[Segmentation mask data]
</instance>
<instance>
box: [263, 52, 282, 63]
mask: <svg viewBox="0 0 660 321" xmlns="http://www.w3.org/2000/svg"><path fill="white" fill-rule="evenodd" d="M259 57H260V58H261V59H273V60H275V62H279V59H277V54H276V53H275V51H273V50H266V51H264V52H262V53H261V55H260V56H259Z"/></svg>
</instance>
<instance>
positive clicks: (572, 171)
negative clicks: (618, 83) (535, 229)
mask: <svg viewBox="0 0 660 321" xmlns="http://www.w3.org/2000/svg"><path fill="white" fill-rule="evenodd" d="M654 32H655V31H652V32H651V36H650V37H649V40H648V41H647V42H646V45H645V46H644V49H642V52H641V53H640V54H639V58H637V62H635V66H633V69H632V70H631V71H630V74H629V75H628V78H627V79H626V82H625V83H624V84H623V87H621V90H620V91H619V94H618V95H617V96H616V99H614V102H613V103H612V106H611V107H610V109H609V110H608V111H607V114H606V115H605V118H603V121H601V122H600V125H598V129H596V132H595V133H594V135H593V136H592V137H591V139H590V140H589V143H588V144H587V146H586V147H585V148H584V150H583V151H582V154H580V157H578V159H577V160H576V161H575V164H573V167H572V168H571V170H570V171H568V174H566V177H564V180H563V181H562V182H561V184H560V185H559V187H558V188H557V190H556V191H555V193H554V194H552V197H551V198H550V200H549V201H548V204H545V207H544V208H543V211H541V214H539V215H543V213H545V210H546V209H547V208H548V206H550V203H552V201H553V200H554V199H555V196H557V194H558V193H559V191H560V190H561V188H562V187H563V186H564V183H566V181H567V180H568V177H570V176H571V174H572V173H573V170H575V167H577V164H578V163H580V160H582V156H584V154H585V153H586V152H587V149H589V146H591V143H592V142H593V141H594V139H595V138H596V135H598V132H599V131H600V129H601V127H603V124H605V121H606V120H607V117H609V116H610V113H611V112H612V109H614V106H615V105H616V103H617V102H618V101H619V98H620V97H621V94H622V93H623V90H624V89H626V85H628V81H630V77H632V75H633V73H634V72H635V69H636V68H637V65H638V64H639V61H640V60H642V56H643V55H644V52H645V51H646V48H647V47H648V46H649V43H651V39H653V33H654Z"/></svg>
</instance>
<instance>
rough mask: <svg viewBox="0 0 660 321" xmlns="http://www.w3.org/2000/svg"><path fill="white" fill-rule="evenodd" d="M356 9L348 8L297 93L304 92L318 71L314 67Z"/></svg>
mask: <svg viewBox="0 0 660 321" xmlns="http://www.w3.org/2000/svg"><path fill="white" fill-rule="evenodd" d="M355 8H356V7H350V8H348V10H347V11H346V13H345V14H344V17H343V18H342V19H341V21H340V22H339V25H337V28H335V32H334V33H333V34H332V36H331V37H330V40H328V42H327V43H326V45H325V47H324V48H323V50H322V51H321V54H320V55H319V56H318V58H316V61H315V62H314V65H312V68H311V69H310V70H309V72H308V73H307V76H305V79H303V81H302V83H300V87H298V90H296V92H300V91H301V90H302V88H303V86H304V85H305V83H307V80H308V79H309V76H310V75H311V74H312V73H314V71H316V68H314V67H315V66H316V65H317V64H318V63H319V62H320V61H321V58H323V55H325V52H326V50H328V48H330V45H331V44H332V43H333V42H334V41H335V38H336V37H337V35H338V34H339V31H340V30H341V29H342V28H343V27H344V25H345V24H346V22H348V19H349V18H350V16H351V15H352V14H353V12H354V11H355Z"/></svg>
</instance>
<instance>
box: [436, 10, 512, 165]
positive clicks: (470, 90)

▶ YOUR GOAL
Which lines of the entries above contain the word "positive"? Copy each of them.

▶ RESPONSE AREA
positive clicks: (572, 171)
positive clicks: (470, 90)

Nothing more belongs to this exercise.